WHAT YOU NEED TO DO:
• a. In the ubldr forum thread, rewrite the part that opens with the words containing "ubldr is not" and closes with "from the uboot?", swapping "uboot" for "U-Boot".
• b. Decide whether each statement agrees with the ubldr forum thread, answering yes or no and quoting the words that settle it: (i) acheron says boards on aarch64 are supposed to boot with EFI; (ii) the board escape is trying came with the FreeBSD version of uboot; (iii) the RPI3 image booted on the board.
• c. Go on with the ubldr forum thread from its last post.

QUOTED PASSAGE:
━━━━━━━━━━━━━━━━━━━━━━━━━━━━━━
# How do you compile ubldr?



## escape (Jan 20, 2020)

How do you compile ubldr?

e


----------



## balanga (Jan 20, 2020)

What are you hoping to run ubldr on?


----------



## escape (Jan 20, 2020)

Arm64.


----------



## balanga (Jan 20, 2020)

I'd check https://wiki.freebsd.org/arm64 for starters...


----------



## acheron (Jan 23, 2020)

ubldr is not officially available on aarch64, boards are supposed to boot with EFI.


----------



## escape (Jan 24, 2020)

The board I'm trying has preinstalled uboot. The loader.efi won't boot. It looks like it don't read the UEFI environment variables from uboot or because of some other reason. How do I set these variables in uboot correctly, are the environment variables UEFI environment variables? It wasn't the FreeBSD version of uboot. In short, how do I use ubldr instead to load loader from the uboot?

Next question would be, which installation media would have ubldr in it? The RPI3 image had: u-boot.bin PCX ver. 2.5. It did not boot. How do I compile ubldr?


----------



## balanga (Jan 25, 2020)

Can you get serial access to the board?  It may give you some idea as to how the system wants to boot...
━━━━━━━━━━━━━━━━━━━━━━━━━━━━━━
RECORDED INFORMATION:

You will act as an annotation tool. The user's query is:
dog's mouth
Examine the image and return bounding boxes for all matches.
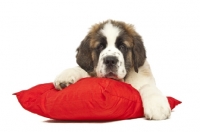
[105,72,119,80]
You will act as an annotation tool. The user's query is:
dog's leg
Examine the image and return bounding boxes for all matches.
[125,61,171,120]
[54,66,89,90]
[139,84,171,120]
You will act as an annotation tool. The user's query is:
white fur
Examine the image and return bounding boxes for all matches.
[54,22,171,120]
[95,22,126,80]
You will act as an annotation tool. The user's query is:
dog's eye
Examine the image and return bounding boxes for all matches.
[118,44,126,51]
[97,43,105,51]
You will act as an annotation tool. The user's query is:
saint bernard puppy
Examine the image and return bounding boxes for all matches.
[54,20,171,120]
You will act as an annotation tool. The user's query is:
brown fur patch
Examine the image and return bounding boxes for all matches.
[76,20,146,76]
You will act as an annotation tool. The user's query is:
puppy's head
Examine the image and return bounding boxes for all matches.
[76,20,146,80]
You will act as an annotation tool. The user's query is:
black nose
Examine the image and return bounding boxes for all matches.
[103,56,118,66]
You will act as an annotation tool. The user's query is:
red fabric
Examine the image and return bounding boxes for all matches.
[14,78,181,121]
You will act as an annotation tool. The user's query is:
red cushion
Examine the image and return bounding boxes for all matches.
[14,78,181,121]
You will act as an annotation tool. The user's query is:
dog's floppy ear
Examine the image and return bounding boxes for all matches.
[76,36,94,73]
[133,35,146,72]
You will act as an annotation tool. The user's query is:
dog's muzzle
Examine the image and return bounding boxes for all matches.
[103,56,119,78]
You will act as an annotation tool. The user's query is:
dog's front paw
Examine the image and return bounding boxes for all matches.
[54,68,79,90]
[143,95,171,120]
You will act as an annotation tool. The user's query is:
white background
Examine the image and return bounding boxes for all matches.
[0,0,200,132]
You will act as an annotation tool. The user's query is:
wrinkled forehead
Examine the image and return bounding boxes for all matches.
[100,22,121,47]
[90,21,133,48]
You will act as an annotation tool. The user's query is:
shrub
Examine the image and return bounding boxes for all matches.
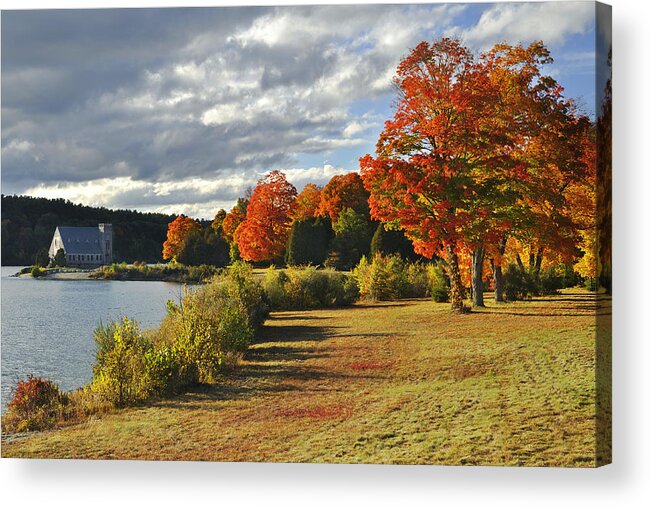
[353,255,408,301]
[227,261,269,330]
[405,262,432,298]
[263,267,358,310]
[427,262,450,303]
[325,208,371,271]
[30,266,45,278]
[52,248,68,268]
[3,375,68,432]
[150,262,269,384]
[144,344,184,395]
[371,223,418,260]
[34,248,50,268]
[504,264,579,301]
[92,317,152,407]
[353,255,449,302]
[583,278,597,292]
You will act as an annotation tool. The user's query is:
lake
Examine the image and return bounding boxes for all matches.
[0,266,186,411]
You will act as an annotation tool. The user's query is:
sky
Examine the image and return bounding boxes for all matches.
[1,2,610,218]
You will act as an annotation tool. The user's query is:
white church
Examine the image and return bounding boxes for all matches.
[48,224,113,266]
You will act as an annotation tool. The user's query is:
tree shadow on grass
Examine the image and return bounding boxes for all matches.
[254,325,340,343]
[158,316,388,410]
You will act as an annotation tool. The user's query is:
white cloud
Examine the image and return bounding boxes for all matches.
[24,164,351,219]
[461,2,595,49]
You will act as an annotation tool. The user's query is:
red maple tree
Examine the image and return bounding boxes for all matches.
[163,215,201,260]
[234,171,296,261]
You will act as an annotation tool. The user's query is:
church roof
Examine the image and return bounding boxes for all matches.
[58,227,102,254]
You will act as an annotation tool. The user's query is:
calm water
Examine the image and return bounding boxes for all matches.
[0,266,186,410]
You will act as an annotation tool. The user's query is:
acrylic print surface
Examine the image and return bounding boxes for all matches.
[2,2,612,467]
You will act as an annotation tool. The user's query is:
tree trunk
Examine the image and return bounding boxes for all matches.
[515,254,527,273]
[536,247,544,274]
[491,259,504,303]
[445,245,466,313]
[491,236,507,303]
[472,245,484,306]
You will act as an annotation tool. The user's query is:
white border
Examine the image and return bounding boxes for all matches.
[0,0,651,507]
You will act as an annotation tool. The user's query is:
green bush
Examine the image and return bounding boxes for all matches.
[353,255,408,301]
[227,261,269,330]
[371,223,418,260]
[92,317,153,407]
[263,266,358,310]
[34,248,50,268]
[325,208,371,271]
[52,248,68,268]
[427,262,450,303]
[144,344,186,395]
[504,264,536,301]
[504,264,580,301]
[30,266,45,278]
[2,375,68,432]
[353,254,449,302]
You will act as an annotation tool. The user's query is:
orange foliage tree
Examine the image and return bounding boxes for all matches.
[221,206,246,243]
[318,173,369,223]
[292,183,321,220]
[360,39,510,311]
[235,171,296,262]
[360,39,588,310]
[163,215,201,260]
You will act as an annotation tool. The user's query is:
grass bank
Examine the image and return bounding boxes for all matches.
[2,289,610,466]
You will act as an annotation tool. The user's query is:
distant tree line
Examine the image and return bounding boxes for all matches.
[2,195,191,266]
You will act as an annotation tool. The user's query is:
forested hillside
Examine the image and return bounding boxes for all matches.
[2,195,181,266]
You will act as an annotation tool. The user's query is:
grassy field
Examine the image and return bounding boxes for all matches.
[2,289,609,466]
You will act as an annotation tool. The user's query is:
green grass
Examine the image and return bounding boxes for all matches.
[2,289,609,466]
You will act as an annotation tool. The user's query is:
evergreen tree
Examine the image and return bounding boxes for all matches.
[285,217,332,266]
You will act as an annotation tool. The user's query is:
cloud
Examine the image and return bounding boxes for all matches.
[25,164,350,219]
[462,2,595,49]
[2,2,592,216]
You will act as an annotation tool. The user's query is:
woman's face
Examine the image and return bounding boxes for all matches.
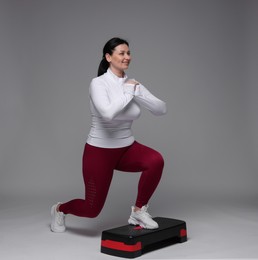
[106,44,131,74]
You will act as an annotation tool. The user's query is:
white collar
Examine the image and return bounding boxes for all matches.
[107,68,128,83]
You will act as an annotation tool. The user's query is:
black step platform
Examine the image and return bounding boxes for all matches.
[101,217,187,258]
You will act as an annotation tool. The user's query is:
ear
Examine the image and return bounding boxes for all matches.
[105,53,111,62]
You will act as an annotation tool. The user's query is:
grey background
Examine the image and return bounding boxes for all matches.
[0,0,258,259]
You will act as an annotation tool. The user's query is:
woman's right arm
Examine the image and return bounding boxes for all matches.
[90,79,134,121]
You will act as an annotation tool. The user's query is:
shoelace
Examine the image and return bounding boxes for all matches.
[56,212,64,226]
[141,205,152,218]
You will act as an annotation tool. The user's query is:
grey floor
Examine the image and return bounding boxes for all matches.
[0,194,258,260]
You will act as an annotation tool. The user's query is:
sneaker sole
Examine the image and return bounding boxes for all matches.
[50,205,65,233]
[128,217,159,229]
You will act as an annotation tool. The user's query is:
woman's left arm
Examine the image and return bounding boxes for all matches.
[134,84,167,116]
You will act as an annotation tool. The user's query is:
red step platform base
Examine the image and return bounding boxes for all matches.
[101,217,187,258]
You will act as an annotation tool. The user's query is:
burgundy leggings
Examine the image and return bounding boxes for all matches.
[59,142,164,218]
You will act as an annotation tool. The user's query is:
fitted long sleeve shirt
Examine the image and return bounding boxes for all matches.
[87,69,166,148]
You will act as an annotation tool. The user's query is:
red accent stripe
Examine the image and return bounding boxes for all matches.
[180,229,187,237]
[101,240,142,252]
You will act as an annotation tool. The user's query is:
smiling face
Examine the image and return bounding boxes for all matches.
[106,44,131,77]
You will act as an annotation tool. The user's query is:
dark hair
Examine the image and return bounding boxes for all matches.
[98,37,129,76]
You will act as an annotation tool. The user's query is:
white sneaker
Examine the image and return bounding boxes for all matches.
[128,205,159,229]
[51,202,65,233]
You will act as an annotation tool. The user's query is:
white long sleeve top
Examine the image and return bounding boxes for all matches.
[87,69,166,148]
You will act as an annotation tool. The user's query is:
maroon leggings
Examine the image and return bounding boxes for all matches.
[59,142,164,218]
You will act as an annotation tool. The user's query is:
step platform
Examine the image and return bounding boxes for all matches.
[101,217,187,258]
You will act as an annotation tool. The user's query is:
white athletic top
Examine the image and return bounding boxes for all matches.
[87,69,166,148]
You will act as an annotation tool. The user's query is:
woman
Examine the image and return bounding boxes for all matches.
[51,38,166,232]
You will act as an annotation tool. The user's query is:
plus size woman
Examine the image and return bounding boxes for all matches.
[51,38,166,232]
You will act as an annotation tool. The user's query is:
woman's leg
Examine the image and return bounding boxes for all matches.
[116,142,164,208]
[59,144,125,218]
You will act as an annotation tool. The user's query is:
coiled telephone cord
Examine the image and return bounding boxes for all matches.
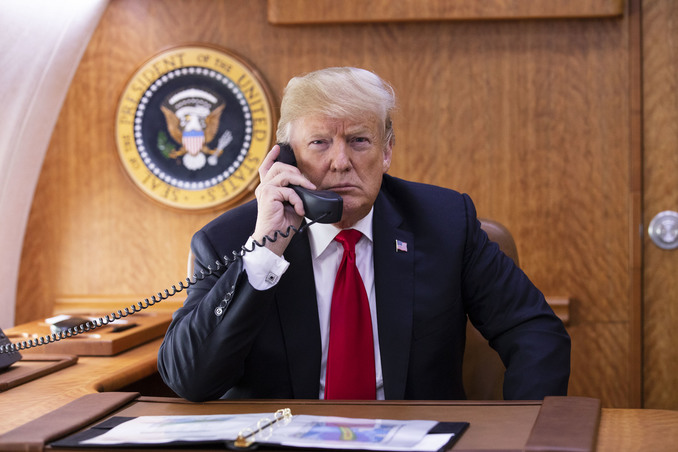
[0,214,328,354]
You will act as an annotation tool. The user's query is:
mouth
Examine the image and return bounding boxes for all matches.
[325,184,357,193]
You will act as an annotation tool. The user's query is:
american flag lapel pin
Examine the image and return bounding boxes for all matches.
[396,239,407,253]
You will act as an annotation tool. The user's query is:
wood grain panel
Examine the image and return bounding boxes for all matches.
[16,0,632,407]
[268,0,624,24]
[643,0,678,409]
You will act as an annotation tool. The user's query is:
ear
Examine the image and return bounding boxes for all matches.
[383,140,393,174]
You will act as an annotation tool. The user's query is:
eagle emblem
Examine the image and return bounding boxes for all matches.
[158,87,233,171]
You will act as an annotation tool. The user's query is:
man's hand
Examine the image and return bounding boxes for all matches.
[252,144,316,256]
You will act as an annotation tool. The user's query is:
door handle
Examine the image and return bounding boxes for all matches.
[647,210,678,250]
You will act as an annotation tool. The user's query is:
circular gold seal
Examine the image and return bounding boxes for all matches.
[116,45,275,210]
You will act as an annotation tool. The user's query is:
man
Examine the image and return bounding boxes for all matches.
[158,68,570,401]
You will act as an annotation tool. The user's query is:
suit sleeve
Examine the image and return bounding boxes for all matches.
[158,231,273,401]
[462,195,570,400]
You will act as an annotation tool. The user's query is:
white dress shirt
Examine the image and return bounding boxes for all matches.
[243,209,384,400]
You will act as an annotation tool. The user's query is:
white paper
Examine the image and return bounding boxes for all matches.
[81,413,451,451]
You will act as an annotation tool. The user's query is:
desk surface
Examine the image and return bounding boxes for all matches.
[0,339,678,451]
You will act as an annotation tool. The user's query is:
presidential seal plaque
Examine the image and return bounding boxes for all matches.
[116,45,275,210]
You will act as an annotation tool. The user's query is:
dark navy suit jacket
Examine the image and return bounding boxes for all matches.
[158,175,570,401]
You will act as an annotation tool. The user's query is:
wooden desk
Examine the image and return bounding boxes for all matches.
[0,339,678,452]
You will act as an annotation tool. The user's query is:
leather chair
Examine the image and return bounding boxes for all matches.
[463,218,519,400]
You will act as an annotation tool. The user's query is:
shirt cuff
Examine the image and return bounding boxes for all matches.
[242,237,290,290]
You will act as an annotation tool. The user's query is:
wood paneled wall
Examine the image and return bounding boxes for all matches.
[16,0,640,407]
[643,0,678,410]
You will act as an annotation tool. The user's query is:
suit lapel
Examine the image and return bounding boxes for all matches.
[276,234,321,399]
[373,192,415,399]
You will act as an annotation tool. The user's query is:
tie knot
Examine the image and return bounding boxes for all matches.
[334,229,363,251]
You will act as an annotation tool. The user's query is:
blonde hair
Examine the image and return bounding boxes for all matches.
[276,67,395,143]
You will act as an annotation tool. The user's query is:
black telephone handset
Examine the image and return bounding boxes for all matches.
[276,143,344,223]
[0,330,21,372]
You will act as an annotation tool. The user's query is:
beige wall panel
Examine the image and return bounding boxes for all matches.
[17,0,644,406]
[643,0,678,410]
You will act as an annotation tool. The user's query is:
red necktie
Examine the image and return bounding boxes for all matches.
[325,229,376,400]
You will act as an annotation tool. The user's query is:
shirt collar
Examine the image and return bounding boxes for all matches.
[307,206,374,259]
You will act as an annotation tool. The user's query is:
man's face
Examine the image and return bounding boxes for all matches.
[290,116,392,228]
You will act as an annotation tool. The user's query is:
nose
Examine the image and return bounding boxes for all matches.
[329,140,351,172]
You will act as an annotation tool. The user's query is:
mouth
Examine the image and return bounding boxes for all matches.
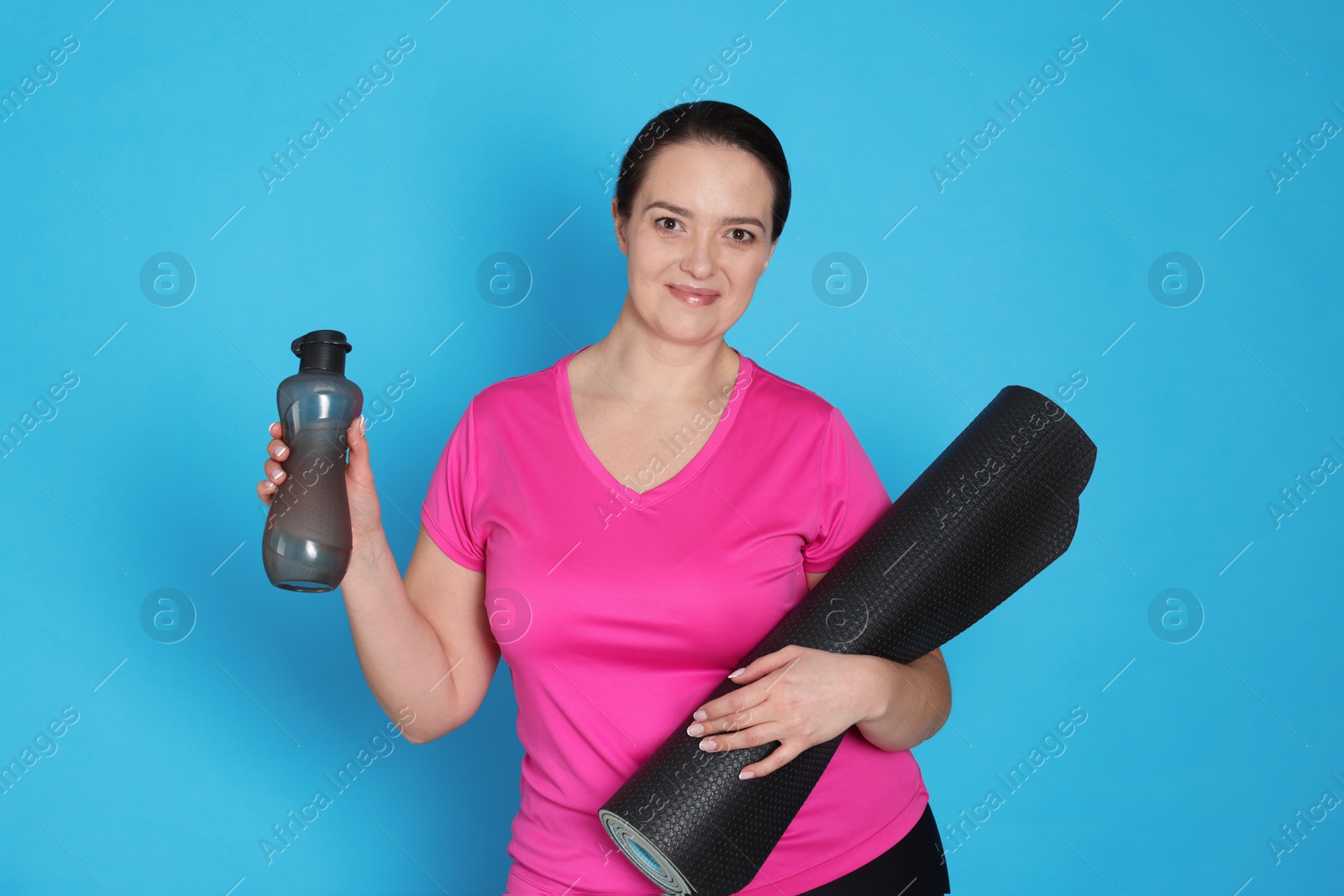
━━━━━━━━━━━━━━━━━━━━━━━━━━━━━━
RESULTS OF THE EXERCISE:
• a.
ubldr is not officially available on aarch64, boards are supposed to boot with EFI.


----------



## escape (Jan 24, 2020)

The board I'm trying has preinstalled U-Boot. The loader.efi won't boot. It looks like it don't read the UEFI environment variables from U-Boot or because of some other reason. How do I set these variables in U-Boot correctly, are the environment variables UEFI environment variables? It wasn't the FreeBSD version of U-Boot. In short, how do I use ubldr instead to load loader from the U-Boot?

• b.
(i) Yes: "boards are supposed to boot with EFI."
(ii) No: "It wasn't the FreeBSD version of uboot."
(iii) No: "It did not boot."

• c.
See https://www.denx.de/wiki/view/DULG/SystemSetup


----------



## acheron (Jan 25, 2020)

escape said:


> The board I'm trying has preinstalled uboot. The loader.efi won't boot. It looks like it don't read the UEFI environment variables from uboot or because of some other reason. How do I set these variables in uboot correctly, are the environment variables UEFI environment variables? It wasn't the FreeBSD version of uboot. In short, how do I use ubldr instead to load loader from the uboot?
> 
> Next question would be, which installation media would have ubldr in it? The RPI3 image had: u-boot.bin PCX ver. 2.5. It did not boot. How do I compile ubldr?


There is this old patch to get ubldr on arm64 but you'll need a uboot compiled with the uboot API.
You can also try to boot your board with booti (you'll need a recent -CURRENT) and a kernel compiled with LINUX_BOOT_ABI.
Only armv6/7 used to use ubldr, but I think we switched to EFI recently and don't use ubldr anymore.
What is the u-boot version of your board?


----------



## escape (Jan 28, 2020)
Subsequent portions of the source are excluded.